_Acciones requeridas:_
(1) Vuelve a escribir, sin cambios, el fragmento de la reseña sobre la película Shirley que empieza en las palabras "Convengamos que Shirley" y termina después de "libro ya escrito.".
(2) Según la reseña sobre la película Shirley, ¿qué actor interpreta al profesor Stanley?

Convengamos que Shirley (Josephine Decker, 2020), exhibido en la más reciente emisión de La séptima puerta y basado en el libro de Susan Scarf Merrell, no es el biopic habitual. Hay saltos de etapas en la vida y obra de la escritora estadounidense Shirley Jackson (1916-1965): se obvian hechos de su predisposición a la literatura, incluso uno no sabe qué leyó o quiénes la motivaron a convertirse en narradora. Aunque nadie se convierte en escritor de un momento a otro. Se nace con la vocación y, cuando menos se lo piensa el autor, se levanta un día con un compromiso primero para con sus adentros, donde el hacerse de un nombre le sacude la cabeza exigiéndole dar algo virgen. No importa sea una variación del mismo libro ya escrito.

Por encima de lo que piensen los demás, por encima incluso de alguien cercano (el profesor Stanley, esposo y censor de Shirley, interpretado por Michael S. Stuhlbarg, quien acaso se cree con el derecho de determinar qué género escritural le queda mejor a ella), tiene la protagonista que intentar una nueva criatura. En ese estado de perturbación, duda y cierta gracia del oficio y talento que permanece, se enfrenta el espectador a la persona de mayor interés de esta película. En principio, Shirley es un drama sobre lo que cuesta llegar al estado de gracia de la creación.

“Estoy perdida, Rosie. Estoy perdida. ¿Sabes lo que es tener un secreto? No puedo escribir nada que valga la pena”. Le comenta ella (Elisabeth Moss) a Rosie (Odessa Young). Shirley está en un aprieto. Siente que no avanza, que su investigación sobre una mujer desaparecida, que es el pivote del libro en potencia, le molesta a quienes saben en cuales escollos pudiera estar internándose ella. ¿Cómo lo saben si es reservada con lo que escribe? Su marido ni habla del asunto y, cuando lo hace, no cree que Shirley pueda asumir un proyecto de historia anclado en un misterio social. A decir verdad, para él la desaparición de la mujer es inferior a la capacidad de su esposa. Pues en un momento se lo dice a rajatabla. Frescura y madurez parecieran unirse luego. Ellas (Shirley y Rosie) ya vienen complementándose en lo que sueñan e imaginan, en lo que conversan. Llegan a ser una. Son una.

_Líneas extraídas:_
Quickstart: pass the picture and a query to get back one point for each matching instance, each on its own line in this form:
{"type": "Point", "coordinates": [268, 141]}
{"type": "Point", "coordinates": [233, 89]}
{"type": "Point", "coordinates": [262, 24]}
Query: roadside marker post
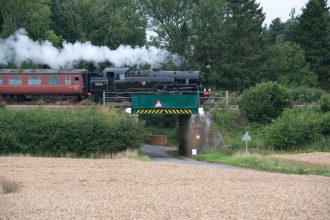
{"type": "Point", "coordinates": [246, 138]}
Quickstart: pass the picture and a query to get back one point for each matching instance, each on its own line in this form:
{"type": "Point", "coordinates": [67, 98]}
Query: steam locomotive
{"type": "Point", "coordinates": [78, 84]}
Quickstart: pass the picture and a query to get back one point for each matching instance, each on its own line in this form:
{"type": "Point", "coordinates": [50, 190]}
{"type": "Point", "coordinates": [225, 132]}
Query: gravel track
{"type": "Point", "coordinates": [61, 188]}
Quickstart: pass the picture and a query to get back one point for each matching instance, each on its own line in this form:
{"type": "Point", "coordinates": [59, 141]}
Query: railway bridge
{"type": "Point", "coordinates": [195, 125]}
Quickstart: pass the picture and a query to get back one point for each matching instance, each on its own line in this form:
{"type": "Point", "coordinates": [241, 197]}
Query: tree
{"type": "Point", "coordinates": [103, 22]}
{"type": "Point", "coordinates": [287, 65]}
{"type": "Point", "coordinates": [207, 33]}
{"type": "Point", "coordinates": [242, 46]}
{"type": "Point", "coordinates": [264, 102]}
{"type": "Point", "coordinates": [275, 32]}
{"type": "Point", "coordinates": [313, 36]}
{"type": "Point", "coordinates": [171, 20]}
...
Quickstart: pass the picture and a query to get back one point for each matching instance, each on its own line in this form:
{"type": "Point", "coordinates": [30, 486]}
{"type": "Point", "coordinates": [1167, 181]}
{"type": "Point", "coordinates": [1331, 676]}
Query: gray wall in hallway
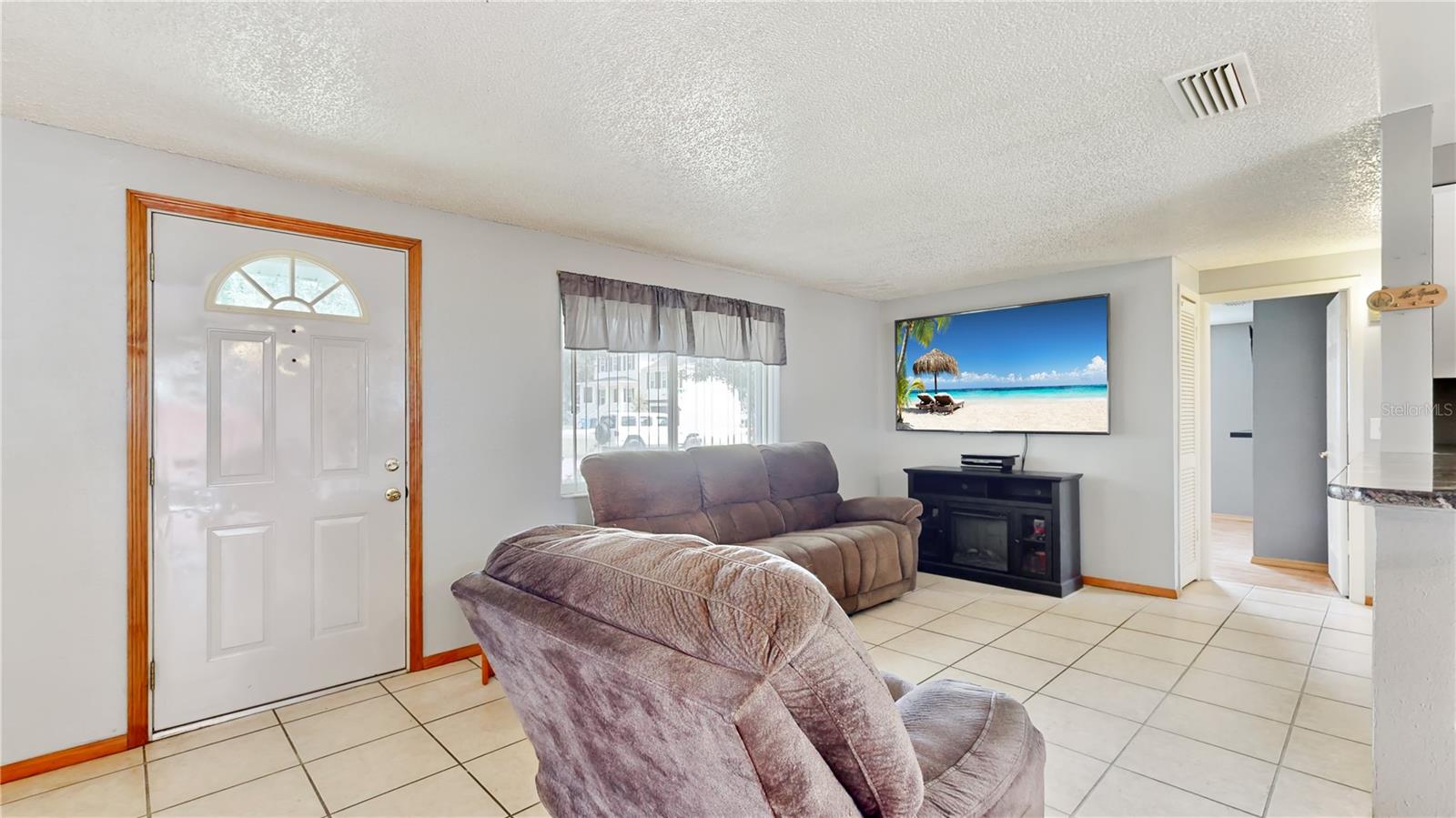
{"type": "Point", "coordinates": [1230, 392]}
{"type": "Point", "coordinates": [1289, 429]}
---
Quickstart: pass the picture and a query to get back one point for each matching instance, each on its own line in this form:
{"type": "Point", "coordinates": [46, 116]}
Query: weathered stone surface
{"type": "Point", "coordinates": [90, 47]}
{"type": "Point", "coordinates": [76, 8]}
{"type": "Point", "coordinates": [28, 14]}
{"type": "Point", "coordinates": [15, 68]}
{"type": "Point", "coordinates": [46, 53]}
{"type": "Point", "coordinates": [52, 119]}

_Respuestas:_
(1)
Convengamos que Shirley (Josephine Decker, 2020), exhibido en la más reciente emisión de La séptima puerta y basado en el libro de Susan Scarf Merrell, no es el biopic habitual. Hay saltos de etapas en la vida y obra de la escritora estadounidense Shirley Jackson (1916-1965): se obvian hechos de su predisposición a la literatura, incluso uno no sabe qué leyó o quiénes la motivaron a convertirse en narradora. Aunque nadie se convierte en escritor de un momento a otro. Se nace con la vocación y, cuando menos se lo piensa el autor, se levanta un día con un compromiso primero para con sus adentros, donde el hacerse de un nombre le sacude la cabeza exigiéndole dar algo virgen. No importa sea una variación del mismo libro ya escrito.

(2) Michael S. Stuhlbarg.